* _What to produce_
Start at the line containing "Target: house wall" and transcribe every line exactly through the end of the records below, and only those lines.

Point localization data

----------------------------------------

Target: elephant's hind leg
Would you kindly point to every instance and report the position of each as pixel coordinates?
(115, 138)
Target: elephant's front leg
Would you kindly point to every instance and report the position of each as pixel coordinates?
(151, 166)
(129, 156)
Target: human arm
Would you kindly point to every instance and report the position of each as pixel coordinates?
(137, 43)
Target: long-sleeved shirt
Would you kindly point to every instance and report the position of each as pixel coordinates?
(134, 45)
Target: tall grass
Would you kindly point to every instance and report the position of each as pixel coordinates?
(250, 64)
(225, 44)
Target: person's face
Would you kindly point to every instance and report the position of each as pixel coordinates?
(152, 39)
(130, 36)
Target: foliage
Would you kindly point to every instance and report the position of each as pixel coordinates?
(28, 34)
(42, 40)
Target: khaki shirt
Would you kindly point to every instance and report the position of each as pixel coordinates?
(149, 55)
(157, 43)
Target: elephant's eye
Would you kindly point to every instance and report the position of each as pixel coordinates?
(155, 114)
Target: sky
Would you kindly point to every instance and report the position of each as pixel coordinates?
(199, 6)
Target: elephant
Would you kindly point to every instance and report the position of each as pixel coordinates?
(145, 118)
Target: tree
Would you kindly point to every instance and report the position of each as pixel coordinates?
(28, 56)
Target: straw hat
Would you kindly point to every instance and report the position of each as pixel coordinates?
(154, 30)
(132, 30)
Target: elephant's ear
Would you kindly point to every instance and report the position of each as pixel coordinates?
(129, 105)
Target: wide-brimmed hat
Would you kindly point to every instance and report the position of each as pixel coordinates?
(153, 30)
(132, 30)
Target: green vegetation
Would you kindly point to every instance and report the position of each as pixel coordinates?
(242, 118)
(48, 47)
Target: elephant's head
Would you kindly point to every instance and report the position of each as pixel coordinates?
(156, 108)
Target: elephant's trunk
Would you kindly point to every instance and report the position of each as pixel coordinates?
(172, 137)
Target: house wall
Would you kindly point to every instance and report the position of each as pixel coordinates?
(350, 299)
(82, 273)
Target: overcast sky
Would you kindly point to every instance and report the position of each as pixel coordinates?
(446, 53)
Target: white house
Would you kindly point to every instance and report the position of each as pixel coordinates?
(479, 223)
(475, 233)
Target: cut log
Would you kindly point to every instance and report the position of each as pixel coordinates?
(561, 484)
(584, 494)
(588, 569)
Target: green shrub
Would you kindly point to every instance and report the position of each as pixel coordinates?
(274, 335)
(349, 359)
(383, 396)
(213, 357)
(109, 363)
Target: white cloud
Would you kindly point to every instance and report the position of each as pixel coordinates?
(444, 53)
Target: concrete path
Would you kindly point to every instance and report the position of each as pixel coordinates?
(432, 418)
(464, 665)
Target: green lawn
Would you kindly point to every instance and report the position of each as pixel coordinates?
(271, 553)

----------------------------------------

* _Response to this task_
Target: house wall
Would you kindly point to every instance and report the position of each as pixel coordinates?
(350, 299)
(82, 273)
Target: overcast sky
Would you kindly point to every instance and report the position of each as pixel coordinates?
(446, 53)
Target: white house
Would you kindly point to every instance and report the position of each as pixel coordinates?
(479, 223)
(475, 233)
Target: cut log
Would you kindly point to every instance and report the position of each as pixel coordinates?
(561, 484)
(584, 494)
(588, 569)
Target: green shrub
Would you kindly point to every instance and report the position of each as pixel coordinates?
(274, 335)
(349, 359)
(383, 396)
(213, 357)
(109, 363)
Target: white cloud
Would you kindly point to every instance and report the position of each as pixel coordinates?
(444, 53)
Target: concrete path
Would you kindly point to every instance and report the position of each as pixel coordinates?
(432, 418)
(464, 665)
Target: green lawn
Would you kindly point to every instance and report the position of each as pixel coordinates?
(271, 553)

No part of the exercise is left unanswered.